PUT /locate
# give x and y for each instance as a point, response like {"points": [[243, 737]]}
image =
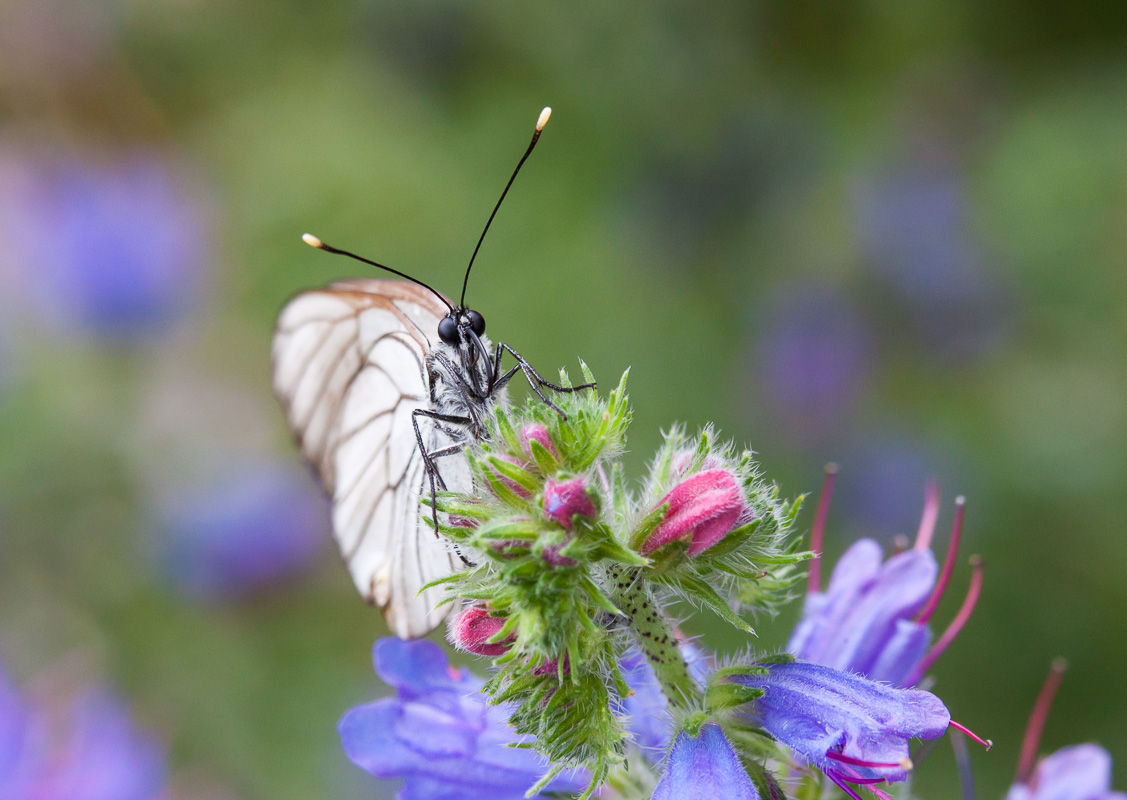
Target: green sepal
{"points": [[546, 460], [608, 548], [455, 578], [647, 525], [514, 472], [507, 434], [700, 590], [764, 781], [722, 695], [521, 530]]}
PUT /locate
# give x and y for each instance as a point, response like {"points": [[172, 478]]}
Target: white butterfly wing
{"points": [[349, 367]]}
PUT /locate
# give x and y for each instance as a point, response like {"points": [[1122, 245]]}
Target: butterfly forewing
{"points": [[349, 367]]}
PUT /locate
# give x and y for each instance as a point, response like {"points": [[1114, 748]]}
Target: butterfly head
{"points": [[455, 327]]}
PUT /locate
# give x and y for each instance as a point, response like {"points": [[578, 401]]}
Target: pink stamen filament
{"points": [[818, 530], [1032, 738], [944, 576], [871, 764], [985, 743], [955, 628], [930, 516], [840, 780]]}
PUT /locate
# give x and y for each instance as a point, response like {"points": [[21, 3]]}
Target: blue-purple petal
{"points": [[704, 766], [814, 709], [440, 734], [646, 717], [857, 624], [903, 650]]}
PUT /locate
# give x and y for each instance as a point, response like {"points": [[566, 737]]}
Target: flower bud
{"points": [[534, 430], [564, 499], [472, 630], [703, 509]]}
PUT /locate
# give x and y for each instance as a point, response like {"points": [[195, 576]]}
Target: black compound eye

...

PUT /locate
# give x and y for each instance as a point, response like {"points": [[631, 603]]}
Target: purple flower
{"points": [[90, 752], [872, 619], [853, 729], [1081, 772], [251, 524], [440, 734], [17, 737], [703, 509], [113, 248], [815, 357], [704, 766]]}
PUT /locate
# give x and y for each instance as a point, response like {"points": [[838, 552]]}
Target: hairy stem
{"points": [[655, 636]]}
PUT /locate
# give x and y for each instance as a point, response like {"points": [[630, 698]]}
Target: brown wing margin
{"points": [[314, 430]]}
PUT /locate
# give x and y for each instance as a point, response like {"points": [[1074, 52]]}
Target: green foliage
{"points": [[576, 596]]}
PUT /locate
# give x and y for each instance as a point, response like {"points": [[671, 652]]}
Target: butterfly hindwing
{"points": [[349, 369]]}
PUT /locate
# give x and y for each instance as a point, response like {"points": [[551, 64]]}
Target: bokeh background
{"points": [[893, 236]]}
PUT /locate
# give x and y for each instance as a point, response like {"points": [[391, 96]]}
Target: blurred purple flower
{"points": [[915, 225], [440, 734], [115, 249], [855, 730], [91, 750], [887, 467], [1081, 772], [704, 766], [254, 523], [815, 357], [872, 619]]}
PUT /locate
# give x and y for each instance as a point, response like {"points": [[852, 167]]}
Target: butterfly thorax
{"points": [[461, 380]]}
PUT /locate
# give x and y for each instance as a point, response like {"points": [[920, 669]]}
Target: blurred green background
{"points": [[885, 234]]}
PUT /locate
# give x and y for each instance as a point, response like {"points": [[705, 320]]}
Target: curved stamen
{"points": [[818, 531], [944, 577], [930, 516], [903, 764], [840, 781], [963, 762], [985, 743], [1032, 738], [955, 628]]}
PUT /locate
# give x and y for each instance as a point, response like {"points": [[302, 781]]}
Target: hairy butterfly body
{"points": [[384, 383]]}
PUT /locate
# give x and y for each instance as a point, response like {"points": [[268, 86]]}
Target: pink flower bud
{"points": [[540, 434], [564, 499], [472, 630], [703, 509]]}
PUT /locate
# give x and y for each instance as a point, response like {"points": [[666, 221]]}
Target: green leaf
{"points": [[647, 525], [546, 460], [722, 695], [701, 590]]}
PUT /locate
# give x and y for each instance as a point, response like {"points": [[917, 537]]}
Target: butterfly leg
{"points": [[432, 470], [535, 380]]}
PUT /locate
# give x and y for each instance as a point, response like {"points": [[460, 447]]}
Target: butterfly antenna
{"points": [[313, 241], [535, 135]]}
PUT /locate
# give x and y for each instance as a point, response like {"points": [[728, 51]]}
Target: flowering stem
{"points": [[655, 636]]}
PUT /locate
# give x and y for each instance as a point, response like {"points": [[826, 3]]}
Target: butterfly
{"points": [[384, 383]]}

§ **COMPITO DA SVOLGERE**:
In quante righe qui sopra compare la stringa "green", tenendo conto di maiuscole e minuscole? Rispondi soltanto con il numero.

§ **LA RISPOSTA**:
4